# [Required task]
Quote word for word the lines of the material below, starting with the line that contains "Spot the cat's face, then" and continuing through the last line, both ends included.

Saved data entries:
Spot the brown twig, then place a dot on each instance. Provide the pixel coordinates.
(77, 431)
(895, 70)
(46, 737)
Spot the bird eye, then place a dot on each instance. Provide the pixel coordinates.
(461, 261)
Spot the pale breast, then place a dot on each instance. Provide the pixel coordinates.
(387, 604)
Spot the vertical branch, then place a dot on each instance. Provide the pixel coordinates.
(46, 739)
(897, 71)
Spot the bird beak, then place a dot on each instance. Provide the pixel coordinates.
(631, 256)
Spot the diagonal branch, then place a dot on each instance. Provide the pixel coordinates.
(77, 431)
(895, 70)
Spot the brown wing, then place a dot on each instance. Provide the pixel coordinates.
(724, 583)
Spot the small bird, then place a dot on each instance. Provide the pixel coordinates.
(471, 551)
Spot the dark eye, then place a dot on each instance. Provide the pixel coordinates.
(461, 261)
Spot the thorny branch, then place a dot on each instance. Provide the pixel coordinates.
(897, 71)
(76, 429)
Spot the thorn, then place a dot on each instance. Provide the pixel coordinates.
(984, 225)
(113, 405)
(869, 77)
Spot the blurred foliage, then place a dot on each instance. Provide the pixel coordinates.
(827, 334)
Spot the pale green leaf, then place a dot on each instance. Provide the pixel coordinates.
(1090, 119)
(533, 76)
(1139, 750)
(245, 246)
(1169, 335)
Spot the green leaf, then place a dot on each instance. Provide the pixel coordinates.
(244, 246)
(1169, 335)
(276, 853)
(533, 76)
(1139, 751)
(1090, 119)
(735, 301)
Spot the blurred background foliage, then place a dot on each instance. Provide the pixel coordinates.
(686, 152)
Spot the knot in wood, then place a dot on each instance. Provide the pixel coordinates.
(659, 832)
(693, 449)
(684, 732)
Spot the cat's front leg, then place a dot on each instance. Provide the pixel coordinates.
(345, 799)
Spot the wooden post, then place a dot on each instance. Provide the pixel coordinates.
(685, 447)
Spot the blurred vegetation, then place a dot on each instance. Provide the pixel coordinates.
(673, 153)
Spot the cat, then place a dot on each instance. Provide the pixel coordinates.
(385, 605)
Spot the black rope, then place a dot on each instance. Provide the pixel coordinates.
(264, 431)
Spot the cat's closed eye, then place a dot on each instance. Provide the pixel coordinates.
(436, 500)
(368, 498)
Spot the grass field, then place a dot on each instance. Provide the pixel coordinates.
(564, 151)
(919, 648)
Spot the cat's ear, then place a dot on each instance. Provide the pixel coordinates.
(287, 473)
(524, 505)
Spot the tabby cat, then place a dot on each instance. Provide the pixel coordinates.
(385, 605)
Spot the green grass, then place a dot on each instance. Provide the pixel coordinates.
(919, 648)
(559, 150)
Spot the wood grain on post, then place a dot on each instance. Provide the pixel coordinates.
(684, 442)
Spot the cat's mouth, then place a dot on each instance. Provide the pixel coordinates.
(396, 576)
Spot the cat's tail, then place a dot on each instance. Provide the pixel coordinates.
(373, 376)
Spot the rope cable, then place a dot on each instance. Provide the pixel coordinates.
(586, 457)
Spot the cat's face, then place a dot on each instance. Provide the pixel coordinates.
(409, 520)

# [Reply]
Spot the cat's face, then place a dot on each instance. Provide the pixel coordinates.
(409, 520)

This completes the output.